> Activity:
Return an exact copy of the entries, skipping any picture you find.

* * *

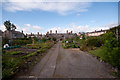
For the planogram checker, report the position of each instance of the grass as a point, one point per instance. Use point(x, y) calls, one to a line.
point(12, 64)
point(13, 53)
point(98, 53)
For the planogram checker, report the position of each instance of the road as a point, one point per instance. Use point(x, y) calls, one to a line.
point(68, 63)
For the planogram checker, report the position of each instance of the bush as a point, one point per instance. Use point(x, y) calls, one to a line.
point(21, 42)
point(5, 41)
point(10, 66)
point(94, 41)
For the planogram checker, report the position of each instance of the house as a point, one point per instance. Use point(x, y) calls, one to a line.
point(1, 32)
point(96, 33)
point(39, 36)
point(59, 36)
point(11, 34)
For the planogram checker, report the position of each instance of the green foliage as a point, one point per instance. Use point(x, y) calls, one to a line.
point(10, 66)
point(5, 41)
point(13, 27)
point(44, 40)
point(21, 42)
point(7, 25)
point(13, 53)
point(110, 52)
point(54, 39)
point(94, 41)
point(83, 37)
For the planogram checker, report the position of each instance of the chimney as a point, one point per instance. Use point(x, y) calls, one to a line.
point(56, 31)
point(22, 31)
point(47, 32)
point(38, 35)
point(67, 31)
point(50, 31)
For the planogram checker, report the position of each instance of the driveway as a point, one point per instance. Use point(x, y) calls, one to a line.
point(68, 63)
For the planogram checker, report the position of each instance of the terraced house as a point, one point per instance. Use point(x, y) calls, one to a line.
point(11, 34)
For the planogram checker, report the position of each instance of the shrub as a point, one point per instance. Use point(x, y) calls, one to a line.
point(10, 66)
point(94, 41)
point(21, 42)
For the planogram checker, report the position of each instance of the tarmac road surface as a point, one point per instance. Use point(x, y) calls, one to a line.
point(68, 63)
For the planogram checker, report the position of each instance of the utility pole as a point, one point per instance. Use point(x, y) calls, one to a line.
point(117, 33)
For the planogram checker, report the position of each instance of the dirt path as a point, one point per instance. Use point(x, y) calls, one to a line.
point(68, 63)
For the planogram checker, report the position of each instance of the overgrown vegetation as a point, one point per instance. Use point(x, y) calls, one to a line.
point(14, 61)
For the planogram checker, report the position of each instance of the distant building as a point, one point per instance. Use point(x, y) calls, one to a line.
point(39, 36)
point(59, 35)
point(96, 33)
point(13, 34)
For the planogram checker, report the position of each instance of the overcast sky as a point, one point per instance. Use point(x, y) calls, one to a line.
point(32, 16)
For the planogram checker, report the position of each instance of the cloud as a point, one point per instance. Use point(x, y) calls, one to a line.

* * *

> Solution to the exercise:
For the planogram checker, report the position of each instance of the grass as a point, one point per instance. Use point(x, y) calls, one to a line.
point(12, 64)
point(13, 53)
point(98, 53)
For the planogram checker, report the position of each instance of the road as a point, one point per instance. Use point(x, y) calls, one to a line.
point(68, 63)
For the planogram checker, report the position of each instance of the bush as a point, one point per instance. Use point(x, y) calls, one to a line.
point(21, 42)
point(5, 41)
point(10, 66)
point(94, 41)
For the planogram checker, report the position of each instance of the house as a point, one point per instance. Use point(x, y) calls, one to a line.
point(1, 32)
point(96, 33)
point(39, 36)
point(59, 36)
point(11, 34)
For the planogram checker, report the position of each instance of the green foliage as a point, one point per instance. Use point(x, y) calls, one to a line.
point(10, 66)
point(5, 41)
point(13, 27)
point(44, 40)
point(21, 42)
point(7, 25)
point(13, 53)
point(110, 52)
point(54, 39)
point(94, 41)
point(83, 37)
For the planogram checker, report the position of each instance of the chimney as a point, one point per instance. Use point(x, y) calls, one to a line.
point(56, 31)
point(22, 31)
point(47, 32)
point(38, 35)
point(67, 31)
point(50, 31)
For the planogram checker, report the position of each instance of the driveway as a point, one point per instance. Use point(x, y) calls, one to a line.
point(68, 63)
For the planogram checker, report the position of each instance of the terraced house as a point, one point per instance. Use point(x, y) calls, one to a line.
point(11, 34)
For the planogram checker, report the position of each instance of the shrub as a point, one point per instance. Use point(x, y) calls, one to a line.
point(10, 66)
point(94, 41)
point(21, 42)
For the planogram checker, report the position of each instance of the tarmac road surface as a point, one point per instance. Use point(x, y) calls, one to a line.
point(68, 63)
For the planogram checker, report the position of each instance of the utility pole as a point, one point per instance. Use point(x, y) calls, one to a line.
point(117, 33)
For the planogram checker, report the position of each instance of the dirt path as a point, one point per instance. Use point(x, y) calls, one to a line.
point(68, 63)
For the planogram checker, report the position of each instance of the overgrown vegetation as a point, one point per instance. Use point(x, y) calls, one to a line.
point(14, 61)
For the planogram checker, report the position of each instance of the distant building as a point, one point per instance. Use point(x, y) calls, one to a line.
point(39, 36)
point(59, 35)
point(96, 33)
point(13, 34)
For the planogram checker, report the position of each instance of the overcast sky as a point, one point per instance. Use point(x, y) calls, one to a line.
point(32, 16)
For the planogram checker, report the position of each instance of the cloud as a point, one point per instance. Use point(x, y) calls, one to a line.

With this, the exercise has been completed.